■ Prompt ■
Copy the records below, from the line that has "Please complete this annotation. The target class is tree." through the end of the records, adding 37 to every box coordinate in the answers and leaving everything else unchanged.

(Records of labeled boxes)
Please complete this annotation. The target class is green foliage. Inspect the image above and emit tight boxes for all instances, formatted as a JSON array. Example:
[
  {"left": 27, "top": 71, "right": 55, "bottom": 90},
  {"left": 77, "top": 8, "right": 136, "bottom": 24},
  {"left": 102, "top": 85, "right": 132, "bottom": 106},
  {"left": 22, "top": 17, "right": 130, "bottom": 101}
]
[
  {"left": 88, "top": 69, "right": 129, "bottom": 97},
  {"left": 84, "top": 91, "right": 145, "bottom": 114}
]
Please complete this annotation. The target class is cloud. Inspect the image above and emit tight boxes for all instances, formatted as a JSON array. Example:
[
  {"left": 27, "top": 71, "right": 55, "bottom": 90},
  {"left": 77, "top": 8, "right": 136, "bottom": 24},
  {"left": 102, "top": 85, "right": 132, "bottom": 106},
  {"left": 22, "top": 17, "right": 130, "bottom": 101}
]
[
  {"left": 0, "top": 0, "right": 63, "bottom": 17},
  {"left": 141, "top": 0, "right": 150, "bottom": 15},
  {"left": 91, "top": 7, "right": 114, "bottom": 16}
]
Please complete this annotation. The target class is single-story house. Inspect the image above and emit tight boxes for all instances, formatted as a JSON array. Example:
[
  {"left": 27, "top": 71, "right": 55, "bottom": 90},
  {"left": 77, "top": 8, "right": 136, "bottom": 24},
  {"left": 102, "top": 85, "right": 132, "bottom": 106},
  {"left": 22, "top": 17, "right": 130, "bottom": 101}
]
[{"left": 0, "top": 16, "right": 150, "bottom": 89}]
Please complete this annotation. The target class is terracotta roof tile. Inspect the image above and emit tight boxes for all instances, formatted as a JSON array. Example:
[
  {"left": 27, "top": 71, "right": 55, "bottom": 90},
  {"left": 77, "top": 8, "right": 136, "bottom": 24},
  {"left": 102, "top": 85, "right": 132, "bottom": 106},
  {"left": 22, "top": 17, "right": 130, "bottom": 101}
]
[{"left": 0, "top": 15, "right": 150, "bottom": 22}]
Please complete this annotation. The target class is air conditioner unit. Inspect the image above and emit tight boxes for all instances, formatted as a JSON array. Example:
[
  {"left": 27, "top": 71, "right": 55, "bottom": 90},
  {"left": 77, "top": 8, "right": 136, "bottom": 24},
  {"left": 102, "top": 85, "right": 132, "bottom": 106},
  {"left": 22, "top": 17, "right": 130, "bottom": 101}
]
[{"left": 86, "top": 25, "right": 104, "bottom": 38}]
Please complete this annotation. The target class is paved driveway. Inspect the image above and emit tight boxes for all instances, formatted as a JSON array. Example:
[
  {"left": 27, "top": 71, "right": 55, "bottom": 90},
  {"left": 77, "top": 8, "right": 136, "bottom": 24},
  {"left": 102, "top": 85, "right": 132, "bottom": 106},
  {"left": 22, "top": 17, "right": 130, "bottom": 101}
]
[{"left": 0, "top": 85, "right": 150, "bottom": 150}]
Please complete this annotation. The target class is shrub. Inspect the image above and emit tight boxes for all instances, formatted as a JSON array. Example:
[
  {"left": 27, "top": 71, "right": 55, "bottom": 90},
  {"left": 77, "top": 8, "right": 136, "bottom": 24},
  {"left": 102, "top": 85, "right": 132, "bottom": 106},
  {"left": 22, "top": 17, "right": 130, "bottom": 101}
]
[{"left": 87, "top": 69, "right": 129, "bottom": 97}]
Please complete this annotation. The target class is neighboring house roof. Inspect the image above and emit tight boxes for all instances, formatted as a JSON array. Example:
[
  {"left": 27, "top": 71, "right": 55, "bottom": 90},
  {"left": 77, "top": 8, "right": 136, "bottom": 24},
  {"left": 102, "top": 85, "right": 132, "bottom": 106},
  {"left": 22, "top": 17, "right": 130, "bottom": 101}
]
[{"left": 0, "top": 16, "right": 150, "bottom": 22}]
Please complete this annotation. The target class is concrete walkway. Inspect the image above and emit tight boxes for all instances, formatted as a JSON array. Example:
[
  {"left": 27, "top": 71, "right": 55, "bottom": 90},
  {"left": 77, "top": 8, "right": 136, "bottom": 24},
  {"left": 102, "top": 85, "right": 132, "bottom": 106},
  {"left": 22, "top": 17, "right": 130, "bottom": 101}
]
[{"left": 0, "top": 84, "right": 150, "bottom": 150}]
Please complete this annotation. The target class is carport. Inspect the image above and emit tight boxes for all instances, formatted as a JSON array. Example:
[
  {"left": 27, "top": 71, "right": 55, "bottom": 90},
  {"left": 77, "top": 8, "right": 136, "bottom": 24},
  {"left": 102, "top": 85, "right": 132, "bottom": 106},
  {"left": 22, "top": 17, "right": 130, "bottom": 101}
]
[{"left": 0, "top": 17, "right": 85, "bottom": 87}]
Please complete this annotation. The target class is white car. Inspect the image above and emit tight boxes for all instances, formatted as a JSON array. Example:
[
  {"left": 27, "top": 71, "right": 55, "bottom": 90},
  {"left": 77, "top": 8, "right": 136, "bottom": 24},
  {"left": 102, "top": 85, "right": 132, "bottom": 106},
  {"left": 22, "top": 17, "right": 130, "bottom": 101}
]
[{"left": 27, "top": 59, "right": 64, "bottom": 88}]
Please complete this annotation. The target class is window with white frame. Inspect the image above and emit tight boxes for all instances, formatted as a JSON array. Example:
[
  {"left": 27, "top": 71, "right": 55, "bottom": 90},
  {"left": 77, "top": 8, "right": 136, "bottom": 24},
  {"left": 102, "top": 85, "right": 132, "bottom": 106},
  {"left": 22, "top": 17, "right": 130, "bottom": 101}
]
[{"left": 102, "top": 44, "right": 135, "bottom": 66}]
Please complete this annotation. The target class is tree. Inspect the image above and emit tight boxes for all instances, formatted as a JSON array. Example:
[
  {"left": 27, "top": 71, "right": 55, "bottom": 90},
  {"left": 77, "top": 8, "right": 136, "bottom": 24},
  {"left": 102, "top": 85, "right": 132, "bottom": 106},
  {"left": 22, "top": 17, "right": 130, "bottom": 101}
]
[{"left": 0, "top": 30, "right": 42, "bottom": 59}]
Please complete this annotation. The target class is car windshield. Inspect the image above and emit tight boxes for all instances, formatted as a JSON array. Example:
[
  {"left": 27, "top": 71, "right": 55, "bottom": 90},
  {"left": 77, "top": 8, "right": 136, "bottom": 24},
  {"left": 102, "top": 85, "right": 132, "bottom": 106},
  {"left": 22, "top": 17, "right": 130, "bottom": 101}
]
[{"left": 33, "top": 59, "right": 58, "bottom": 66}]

■ Full solution ■
Please complete this annotation. The target class is tree. Inspect the image above and emit tight boxes for all instances, formatted as a JSON array. Example:
[
  {"left": 27, "top": 71, "right": 55, "bottom": 90},
  {"left": 77, "top": 8, "right": 136, "bottom": 24},
  {"left": 102, "top": 85, "right": 132, "bottom": 106},
  {"left": 22, "top": 17, "right": 130, "bottom": 101}
]
[{"left": 37, "top": 67, "right": 79, "bottom": 96}]
Please complete this annotation. The target class is car windshield. Inspect the image above and emit tight boxes for all instances, formatted as a JSON array. Example:
[
  {"left": 27, "top": 71, "right": 55, "bottom": 90},
  {"left": 77, "top": 8, "right": 136, "bottom": 24},
  {"left": 102, "top": 85, "right": 132, "bottom": 106},
  {"left": 22, "top": 17, "right": 130, "bottom": 101}
]
[{"left": 70, "top": 96, "right": 95, "bottom": 103}]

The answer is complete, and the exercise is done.